* _Instructions_
**a.** In the excerpt on deep learning and generalization, how much does the autonomous vehicle industry reportedly have wasted by betting on deep learning?
**b.** Repeat the stretch of the deep learning excerpt from "Wait. Even if" through "at this point.".
**c.** Write what comes next in the excerpt on deep learning and generalization, picking up after its final sentence.
start Quoted passage
The biggest problem with DL is its inherent inability to effectively generalize. Without generalization, edge cases are an insurmountable problem, something that the autonomous vehicle industry found out the hard way after wasting more than $100 billion by betting on DL.

Rebel Science, “Deep Learning Is Not Just Inadequate for Solving AGI, It Is Useless” at Medium (Nov 2, 2022)
Urban City Bike Woman Bicycle With Carrier and Basket

Displaying for readers a picture of a bicycle, he continues,

A deep neural network cannot perceive this bicycle unless it has been previously trained to recognize it.

Generalization is the ability of an intelligent system to perceive any object or pattern without recognizing it. An Amazon Indian, for example, can instantly perceive a bicycle even if he has never seen one before. He can instantly see its 3D shape, size, borders, colors, its various parts, its position relative to other objects, whether it is symmetrical, opaque, transparent or partially occluding, etc. He can perceive all these things because his brain has the ability to generalize. Moreover, his perception of the bicycle is automatically invariant to transformations in his visual field…

With DL, perception is impossible without recognition, i.e., without prior learned representations of the objects to be perceived. This is a fatal flaw if solving AGI is the goal.

Rebel Science, “Deep Learning Is Not Just Inadequate for Solving AGI, It Is Useless” at Medium (Nov 2, 2022)

Yes. Our Amazonian observer would easily see that the bicycle is a metal artifact, a work of craft. Some new observers may think the craft is magic. But at any rate, the bicycle is not a life form or a natural phenomenon.

Some may point out that, even though the Amazon Indian in our example above is able to perceive the bicycle, he will not know what a bicycle is for. This is partly true but neither can a deep neural net even after being trained with millions of images of different types of bicycles. Classification is not understanding, not even close.

Rebel Science, “Deep Learning Is Not Just Inadequate for Solving AGI, It Is Useless” at Medium (Nov 2, 2022)

Wait. Even if the Amazonian observer has never seen or heard of a bicycle before, he might very well have a shrewd idea what it is for. It has, after all, two wheels, a seat, steering handles, pedals, and — probably — a basket. The basket is to hold things. The wheels are for mobility, as the simplest test would show. And the rest — it will soon be determined — is for power and guidance. Our observer might be puzzled as to how the bicycle stays upright when in motion — but only at first. Seeing it in action, he will realize that, when the pedals are moving the wheels, the rider can balance the bike.

The deep neural net will presumably still be classifying images at this point.
end Quoted passage
start Given material
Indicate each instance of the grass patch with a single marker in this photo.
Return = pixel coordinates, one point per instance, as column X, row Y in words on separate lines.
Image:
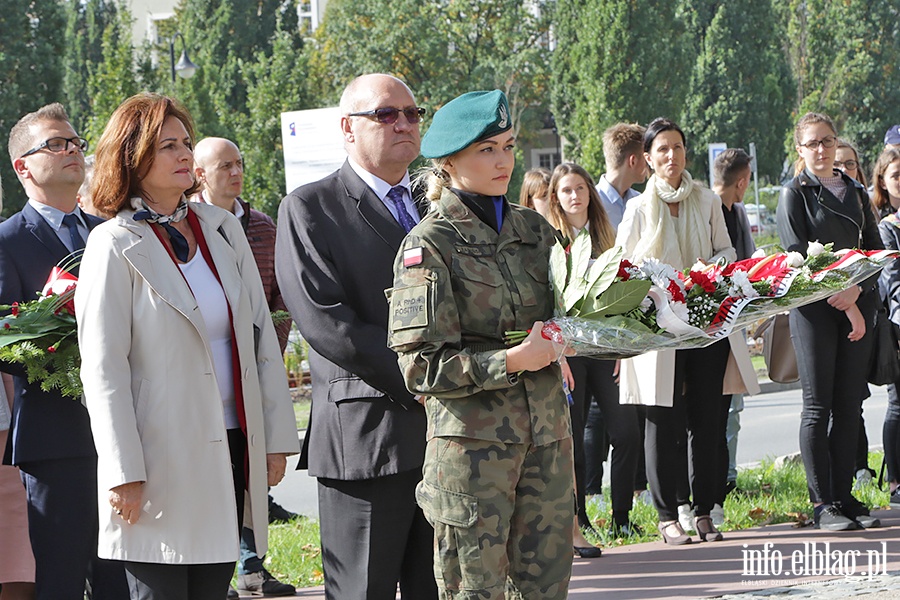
end Given material
* _The answers_
**a.** More than $100 billion.

**b.**
Wait. Even if the Amazonian observer has never seen or heard of a bicycle before, he might very well have a shrewd idea what it is for. It has, after all, two wheels, a seat, steering handles, pedals, and — probably — a basket. The basket is to hold things. The wheels are for mobility, as the simplest test would show. And the rest — it will soon be determined — is for power and guidance. Our observer might be puzzled as to how the bicycle stays upright when in motion — but only at first. Seeing it in action, he will realize that, when the pedals are moving the wheels, the rider can balance the bike.

The deep neural net will presumably still be classifying images at this point.

**c.**
Rebel Science points to philosopher Hubert Dreyfus (1929–2017) as offering a useful insight about the importance of generalization: “The late existentialist philosopher and hardcore AI critic, Hubert Dreyfus, was fond of saying that “the world is its own model” and that “the best model of the world is the world itself.” It was his way of explaining that creating stored representations for everything was a mistake.”

But that’s just philosophy right? What impact does the question have on the self-driving car industry?

Deep learning’s inability to generalize is the main reason that the autonomous car industry has failed to produce a full self-driving car. They only have themselves to blame because a number of thinkers have written about the problems with DL when it became popular. Some in the AI community insist that DL’s inability to generalize can be circumvented by scaling but this is obviously not true. Scaling is exactly what researchers in the self-driving car sector have been doing. It does not work. The cost and the many long years it would take to accumulate enough data become untenable because corner cases are infinite in number.

Rebel Science, “Deep Learning Is Not Just Inadequate for Solving AGI, It Is Useless” at Medium (Nov 2, 2022)
Peek-a-boo bee close up

Rebel Science believes that artificial general intelligence is possible in principle, provided the AGI learns to generalize (as the term implies). He differs as to method. He points out, for example, that even bees can generalize; they must do so because their million-neuron brains are too small to store enormous amounts of information. So bigger computer systems, as such, are not the answer. Provocatively, he writes, “By contrast, we believe it is possible to crack AGI on an ordinary desktop computer costing less than $1000.” Provided, of course, the desktop computer can handle generalization.

Rebel Science doesn’t aim for “human-level intelligence” for either self-driving cars or housecleaning robots because he thinks that the cars can get by on 50 million neurons .and the housebots on 100 million. More eclectically, he believes that human-level intelligence could be achieved with less than one billion neurons, as opposed to the 86 billion in the human brain, and that it could be cracked “by a lone maverick working at home.”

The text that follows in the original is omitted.